**Given request:** Print the entries below in their entirety, exactly as they are written.
┌──
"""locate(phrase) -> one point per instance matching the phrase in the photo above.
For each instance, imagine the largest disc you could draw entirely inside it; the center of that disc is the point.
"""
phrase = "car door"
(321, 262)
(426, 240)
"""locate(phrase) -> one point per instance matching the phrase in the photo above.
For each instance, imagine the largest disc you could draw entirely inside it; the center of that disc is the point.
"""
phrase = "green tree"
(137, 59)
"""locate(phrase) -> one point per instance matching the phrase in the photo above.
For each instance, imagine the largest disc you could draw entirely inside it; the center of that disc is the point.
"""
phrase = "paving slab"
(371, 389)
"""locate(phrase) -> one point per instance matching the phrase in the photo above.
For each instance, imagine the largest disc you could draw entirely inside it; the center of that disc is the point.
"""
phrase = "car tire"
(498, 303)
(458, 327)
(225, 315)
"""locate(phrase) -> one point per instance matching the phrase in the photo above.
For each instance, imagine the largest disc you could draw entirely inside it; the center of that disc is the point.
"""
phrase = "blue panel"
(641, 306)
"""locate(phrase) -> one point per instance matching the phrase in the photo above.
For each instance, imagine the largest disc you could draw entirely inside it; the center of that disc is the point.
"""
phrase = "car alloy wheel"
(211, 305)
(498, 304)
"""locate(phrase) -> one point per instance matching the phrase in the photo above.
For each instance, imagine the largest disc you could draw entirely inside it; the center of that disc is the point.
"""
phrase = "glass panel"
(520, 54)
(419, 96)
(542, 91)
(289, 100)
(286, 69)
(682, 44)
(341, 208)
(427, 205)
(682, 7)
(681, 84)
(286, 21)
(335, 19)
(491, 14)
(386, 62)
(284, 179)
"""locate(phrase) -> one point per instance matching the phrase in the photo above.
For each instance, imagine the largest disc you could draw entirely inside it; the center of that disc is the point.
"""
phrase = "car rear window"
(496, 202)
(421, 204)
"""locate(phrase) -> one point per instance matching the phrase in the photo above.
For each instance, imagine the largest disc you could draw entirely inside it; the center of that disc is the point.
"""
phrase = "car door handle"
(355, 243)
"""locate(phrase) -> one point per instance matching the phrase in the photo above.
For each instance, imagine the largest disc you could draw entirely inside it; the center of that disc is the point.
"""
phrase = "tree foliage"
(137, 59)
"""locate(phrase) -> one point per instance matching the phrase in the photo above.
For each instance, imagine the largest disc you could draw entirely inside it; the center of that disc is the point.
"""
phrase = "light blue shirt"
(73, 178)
└──
**Response to this exercise:**
"""locate(phrase) -> one point per instance matching the phrase in the photo above.
For each instance, imagine the largest disc you could draw entirely inside it; the center of that disc is the point.
"""
phrase = "car door"
(321, 262)
(426, 240)
"""locate(phrase) -> one point per instance matching the phrase in the photo above.
For each instance, imagine the largest disc you could draw entirely inside it; the center of that disc is the point.
"""
phrase = "green tree"
(137, 59)
"""locate(phrase) -> one point per instance matching the phrase in the photo above.
For each instance, imagine the largest disc you could draw entirely inside it; the center of that disc is the point.
"""
phrase = "paving slab"
(371, 389)
"""locate(phrase) -> one point per instance matching the phrase in the photo above.
For each instance, imagine the largest disc you could draw entirely inside it; the center of that disc is the point.
"""
phrase = "car tire"
(498, 303)
(458, 327)
(225, 315)
"""locate(phrase) -> one point per instance matching the phrase in the photo above.
For each instance, imagine the largest disc you could draw entirely inside it; the center of that disc is the point.
"""
phrase = "blue panel"
(641, 306)
"""locate(phrase) -> one point per instance matching the phrase in the photo above.
For each instance, imagine the largest disc you could draw entirely inside it; the center of that disc is the point.
"""
phrase = "car alloy wheel"
(211, 305)
(498, 304)
"""locate(phrase) -> one point per instance matching the phrase in the photo above.
For each instance, imagine the largest disc you could draw entirely inside it; the center of that disc is the point.
"""
phrase = "glass panel"
(520, 54)
(419, 96)
(542, 91)
(289, 100)
(286, 69)
(682, 44)
(341, 208)
(427, 205)
(682, 7)
(681, 84)
(286, 21)
(335, 19)
(491, 14)
(386, 62)
(284, 179)
"""locate(phrase) -> one point per instance matching the phrase in the photo above.
For each instance, imagine the largest disc you could draw entirely inside it; the center of that disc is the point.
"""
phrase = "car rear window"
(496, 202)
(421, 204)
"""locate(phrase) -> one point per instance matching the phrase in the photo above.
For each instance, imagine the largest disc you could draw entirely inside it; the center of that disc is the point.
"""
phrase = "car door handle"
(355, 243)
"""locate(phrase) -> one point per instance matching the phrase in the photo above.
For each instance, imagine the largest disc you could draw entirely inside it; the center of that disc is the point.
"""
phrase = "tree foliage"
(137, 59)
"""locate(phrase) -> one point per instance matching the phrase in the photo above.
For each instance, imagine the largest disc you could draw entirely inside it; the center of that disc is the point.
"""
phrase = "light blue shirt"
(73, 178)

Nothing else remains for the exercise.